● **SUPPLIED PASSAGE**

# # #

Why is there a man entry in /etc/passwd

man (the command, not the user) is a help application. Applications provide man pages in their packages but man needs to know where they are and also what help they provide. To speed things up — so man isn't search the whole filesystem when you type man <command> — these man pages are indexed into a database by a command called mandb.

In Ubuntu mandb stores indexes in a GNU gdbm database at /var/cache/man/index.db (and a few language specific versions in the same directory). This is a key-value hashing database not dissimilar to memcache, or a hundred other implementations on similar ideas. It's binary, light and fast. I'll throw in an example of how to play with it at the end.

This indexing is scheduled to run daily in Ubuntu by /etc/cron.daily/man-db. The whole script runs as root and does some cleaning up first but right at the end we see mandb being run as the man user:

# --pidfile /dev/null so it always starts; mandb isn't really a daemon,
# but we want to start it like one.

# # #

● **EXTRACTED MATERIAL**
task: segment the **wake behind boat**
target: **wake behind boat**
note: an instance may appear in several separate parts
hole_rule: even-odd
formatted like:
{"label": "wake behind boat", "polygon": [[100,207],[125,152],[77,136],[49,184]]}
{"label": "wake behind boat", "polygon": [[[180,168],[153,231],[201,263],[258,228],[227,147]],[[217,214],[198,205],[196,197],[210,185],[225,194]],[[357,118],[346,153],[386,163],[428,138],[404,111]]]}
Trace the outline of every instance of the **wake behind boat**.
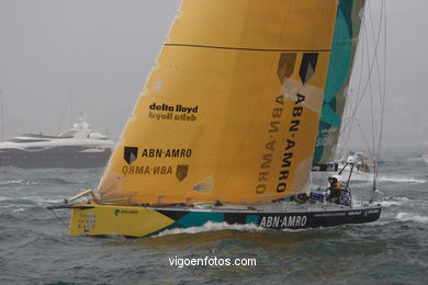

# # #

● **CHALLENGE 1**
Render this sentence from the passage on the man entry in /etc/passwd into German: "This indexing is scheduled to run daily in Ubuntu by /etc/cron.daily/man-db."
● **CHALLENGE 2**
Carry on the passage on the man entry in /etc/passwd from its final line.
The listing comes from a separate source, unrelated to the passage on the man entry in /etc/passwd.

● **RESULT 1**
Diese Indizierung wird in Ubuntu täglich durch /etc/cron.daily/man-db ausgeführt.

● **RESULT 2**
start-stop-daemon --start --pidfile /dev/null \
                  --startas /usr/bin/mandb --oknodo --chuid man \
                  $iosched_idle \
                  -- --no-purge --quiet

It's not changing group, which is why all the group ownerships in /var/cache/man are still root.

But why does mandb run as a different user at all? It could (probably) run just as well as root but it's processing input from a variety of sources (look at manpath). Running as its own user insulates the system from the process blowing up —or worse— being exploited by malformed, corrupted or malicious man pages.

The worst that could happen would only affect the man pages index. Boo hoo. You can confirm that with something like:

sudo -u man find / -writable 2>/dev/null

And you can use that approach to see how much damage any user could wreak on a system. It's a good idea to audit your file permissions (I just found out that any user could delete my entire music collection, for example).


You can peek at the database with accessdb. Here are a few random records:

$ accessdb | shuf -n3
fpurge -> "- 3 3 1380819168 A - - gz purge a stream"
fcgetlangs -> "FcGetLangs 3 3 1402007131 A - - gz Get list of languages"
ipython -> "- 1 1 1393443907 A - - gz Tools for Interactive Computing in Python."

Though not entirely clear from the above, there are actually tab-separated fields in there:

<name> -> <ext> <sec> <mtime> <ID> <ref> <comp> <whatis> 

You can read more about the actual field contents in the technical manual.